Dr. John has come to terms with New York City publisher World Audience for his next big book after Smart Tennis titled The Mental Performance Index: Ranking the Best Teams in Super Bowl History
ISBN: 978-1-935444-89-3
See NFL Films Videos Discussing this Book

click to hear dr. john's brief audio mental tips





Pro Football Hall of Famer & Broadcasting Legend Lesley Visser will write the epilogue!







Overview of the Mental Performance Index (MPI) ™
Who, What, Where, When, Why and How?


          Licensed clinical and sports performance psychologist John F. Murray, Ph.D., works with professional, college, and high school football teams and players. His doctoral dissertation dealt with the players on the 1996 national champion Florida Gators football team and how they responded to adversity. He himself played football in his youth and is a long-time student and fan of all aspects of football in America. 


        Dr. Murray’s Mental Performance Index (MPI) is the first statistical system in sports that rates overall team performance by incorporating mental performance in the rating. The MPI is the product of seven years of research and demonstrates with one single statistic - representing degree of perfection on a scale of .000 to 1.000 - how well a football team performed in a game, in a quarter, or in any number of selected plays such as a particular drive, the final two minutes or an overtime period. Since the MPI standardizes performance on a scale of 0 to 1, the performance of teams can be meaningfully compared from one game to the next or even across decades, by using this consistent and proven method of generating the index score. Validity for the MPI has been established over six consecutive NFL seasons in which the MPI was used to rate all playoff games. The performance data of the teams was shared publicly before each of these six Super Bowls and proved to be extremely accurate in estimating how the teams would perform in the Super Bowl in 5 of 6 games, and the data enabled the MPI creator to beat the official pre-game spread in 4 of 6 of these games.  


          Dr. Murray developed The MPI in his West Palm Beach and Boca Raton offices. Assistance with the computerized scoring program was provided by a paid computer consultant in Boca Raton. 


          Groundwork for the MPI dates back to 2002. The system was fully functional before the 2003 NFL season.


          There are a number of reasons for why the MPI was needed.

(1)   As a sports psychologist helping football teams and players perform better, the focus has to be on the performance rather than on outcome (winning or losing). Players who maintain this focus play by play and consistently perform well on as many plays as possible have the best chance of winning the game. Focusing on winning and losing is a needless distraction that detracts from execution. For this first reason, Dr. Murray wanted to develop a measure of team performance that matched what he was telling his athlete and team clients. There was nothing available on the market that did this. With one MPI number now, the total team performance is understood more precisely than ever. This allows coaches to know exactly how their team is performing and where the effort needs to be placed next. It also allows scouting of other teams. The final score is often a very poor indicator of exactly how the teams performed, so the MPI fixes this problem.

(2)   A second major motivator was that mental skills (such as performing under pressure and avoiding careless mistakes) are known to be crucial and part of a team’s performance, but they were not being measured or taken into account in any scoring system. The MPI corrects that by including mental performance as a component of all 7 MPI index scores. Teams that perform well mentally (as well as physically) will score higher on the MPI, so in this sense it is a more accurate rating of reality.

(Dataset records)

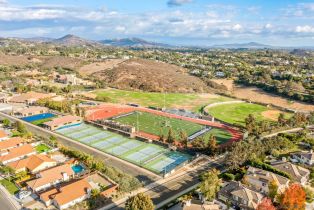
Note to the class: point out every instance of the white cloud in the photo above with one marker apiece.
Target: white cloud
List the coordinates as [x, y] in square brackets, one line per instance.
[268, 26]
[176, 3]
[304, 29]
[237, 27]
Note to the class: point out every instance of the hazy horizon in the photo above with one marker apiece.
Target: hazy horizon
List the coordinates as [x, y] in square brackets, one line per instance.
[176, 22]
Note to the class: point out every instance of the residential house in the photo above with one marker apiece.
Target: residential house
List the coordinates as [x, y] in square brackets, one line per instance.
[6, 108]
[33, 164]
[259, 180]
[51, 177]
[30, 98]
[304, 157]
[16, 153]
[11, 143]
[59, 122]
[239, 195]
[3, 135]
[67, 195]
[297, 173]
[30, 111]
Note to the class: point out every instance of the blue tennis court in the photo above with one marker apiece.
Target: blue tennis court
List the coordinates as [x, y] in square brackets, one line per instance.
[150, 156]
[38, 117]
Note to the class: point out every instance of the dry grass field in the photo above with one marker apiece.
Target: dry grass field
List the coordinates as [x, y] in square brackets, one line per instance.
[152, 76]
[257, 95]
[95, 67]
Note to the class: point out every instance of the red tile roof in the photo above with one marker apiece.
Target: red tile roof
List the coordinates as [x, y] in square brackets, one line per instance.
[63, 120]
[51, 175]
[12, 142]
[17, 152]
[67, 193]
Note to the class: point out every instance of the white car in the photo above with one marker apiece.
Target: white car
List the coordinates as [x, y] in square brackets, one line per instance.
[23, 194]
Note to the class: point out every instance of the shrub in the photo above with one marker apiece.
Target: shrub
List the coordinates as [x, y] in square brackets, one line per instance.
[228, 176]
[264, 166]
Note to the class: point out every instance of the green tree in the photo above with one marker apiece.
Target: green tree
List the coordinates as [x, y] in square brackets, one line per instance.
[184, 138]
[6, 122]
[212, 144]
[53, 141]
[7, 170]
[273, 189]
[20, 127]
[139, 202]
[281, 119]
[210, 184]
[170, 137]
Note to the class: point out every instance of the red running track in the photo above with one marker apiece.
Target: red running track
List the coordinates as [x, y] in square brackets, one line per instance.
[110, 110]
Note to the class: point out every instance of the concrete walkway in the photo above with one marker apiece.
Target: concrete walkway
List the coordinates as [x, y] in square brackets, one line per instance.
[6, 200]
[140, 173]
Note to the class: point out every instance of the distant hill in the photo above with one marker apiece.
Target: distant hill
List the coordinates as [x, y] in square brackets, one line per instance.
[148, 75]
[133, 42]
[72, 40]
[36, 39]
[250, 45]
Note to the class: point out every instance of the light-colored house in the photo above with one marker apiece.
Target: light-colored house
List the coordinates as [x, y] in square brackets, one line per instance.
[304, 157]
[3, 135]
[33, 164]
[30, 97]
[297, 173]
[59, 122]
[16, 153]
[30, 111]
[259, 180]
[11, 143]
[51, 177]
[239, 195]
[67, 195]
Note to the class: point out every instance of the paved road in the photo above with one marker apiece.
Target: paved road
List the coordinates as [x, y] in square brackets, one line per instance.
[292, 130]
[5, 203]
[161, 193]
[145, 176]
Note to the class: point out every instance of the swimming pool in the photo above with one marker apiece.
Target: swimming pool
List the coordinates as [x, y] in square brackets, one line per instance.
[38, 117]
[77, 168]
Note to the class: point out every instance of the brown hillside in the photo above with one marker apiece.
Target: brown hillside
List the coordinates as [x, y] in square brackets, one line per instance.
[152, 76]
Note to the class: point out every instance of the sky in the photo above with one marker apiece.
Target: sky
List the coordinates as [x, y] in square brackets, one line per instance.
[177, 22]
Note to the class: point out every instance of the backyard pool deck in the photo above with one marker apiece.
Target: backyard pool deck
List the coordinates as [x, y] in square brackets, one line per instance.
[147, 155]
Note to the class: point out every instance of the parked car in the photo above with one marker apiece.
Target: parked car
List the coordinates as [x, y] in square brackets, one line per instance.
[23, 194]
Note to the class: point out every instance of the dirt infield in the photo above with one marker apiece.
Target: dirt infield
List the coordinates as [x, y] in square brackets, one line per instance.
[106, 111]
[257, 95]
[92, 68]
[271, 114]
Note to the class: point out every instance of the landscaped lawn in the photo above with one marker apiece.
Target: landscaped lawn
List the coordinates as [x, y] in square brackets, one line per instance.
[189, 101]
[42, 148]
[10, 186]
[155, 124]
[222, 136]
[39, 122]
[236, 113]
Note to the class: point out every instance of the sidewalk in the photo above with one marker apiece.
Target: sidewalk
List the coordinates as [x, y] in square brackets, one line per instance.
[183, 171]
[9, 198]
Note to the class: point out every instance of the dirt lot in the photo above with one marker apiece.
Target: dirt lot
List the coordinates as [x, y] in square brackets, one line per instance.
[257, 95]
[17, 60]
[99, 66]
[271, 114]
[148, 75]
[228, 83]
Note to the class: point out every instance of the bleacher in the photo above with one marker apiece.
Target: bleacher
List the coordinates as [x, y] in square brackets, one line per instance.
[199, 133]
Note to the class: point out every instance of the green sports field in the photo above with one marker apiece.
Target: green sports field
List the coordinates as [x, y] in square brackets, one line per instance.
[189, 101]
[236, 113]
[153, 157]
[156, 124]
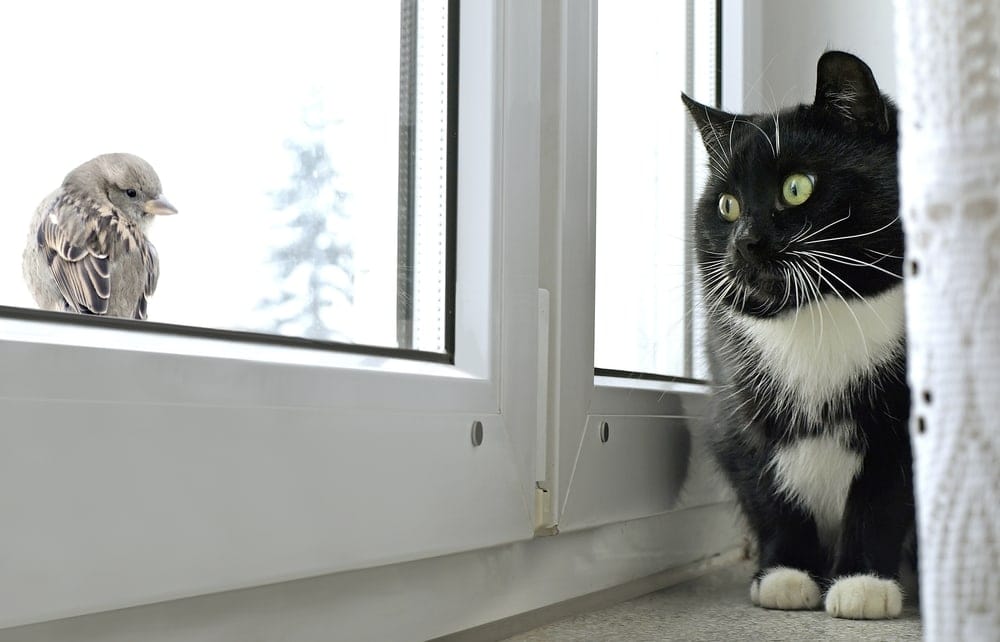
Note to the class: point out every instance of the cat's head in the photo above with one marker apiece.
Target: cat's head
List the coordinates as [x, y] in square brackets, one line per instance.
[802, 203]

YOUR INSTRUCTIONS:
Can you pick up the piece on Dr. Murray's Mental Performance Index after its last sentence and keep writing it? The dataset records have no connection to the piece on Dr. Murray's Mental Performance Index.

ANSWER TO THIS TASK:
(3)   A third and unintended benefit of the MPI is that the standardized scoring on the 0 to 1 scale now allows everyone to compare teams across years and even across decades. Through an MPI analysis we will now be able to say with precision which team performed best in Super Bowl history, for example.

(4)   Fourth, the richness of the data and 7 scale scores will allow us to answer crucial questions and challenge old assumptions. For example, does defense win football games as often claimed? By correlating the MPI score for defense with the outcome measures, we will definitively answer these questions and many more. It may be that defense does not actually correlate with outcome better than pressure offense or special teams play, but we will find out. So this final benefit is to increase our overall knowledge about football performance and that could really help coaches to know where to put their emphasis. For example, if pressure offense is far more important than defense in winning games, that area would need to be trained more in the weeks leading up to games.

(5)   A final but as yet unexplored purpose of the MPI could be in prognostication. Analyzing team performance with such precision never before seen would likely benefit anyone involved in predicting games. To date this has not been explored yet except for Dr. Murray’s fun pick before each of 6 straight Super Bowls, and that effort was to establish the validity of the MPI, and it has held up well.        


  The MPI system incorporates every meaningful play in a football game (often not scoring a team’s performance when there is a penalty on the other team, a kneel-down, or a play intended to run out the clock at the end, for example). 

 The MPI takes special note of mental factors such as performing well in pressure moments, avoiding careless errors, and executing with consistency.

 The MPI grades and produces a total team performance rating as well as sub-scores for offensive performance, defensive performance, special teams performance, offensive performance in pressure situations, defensive performance in pressure situations, and total performance in pressure situations.

 The exact details of scoring are proprietary and used by the creator of the MPI in helping football teams.

 To rate games, Dr. Murray enters data into his computer program on every play of the game, rating both teams at the same time. The computer converts the rating into a percentage score and gives an ongoing running score in all 7 categories and an ongoing visual/graphic representation of how the teams are doing on these 7 factors as well. At any point in the game, Dr. Murray can provide feedback to a coach or to the media about how the team is performing in each category on the 0 to 1 scale.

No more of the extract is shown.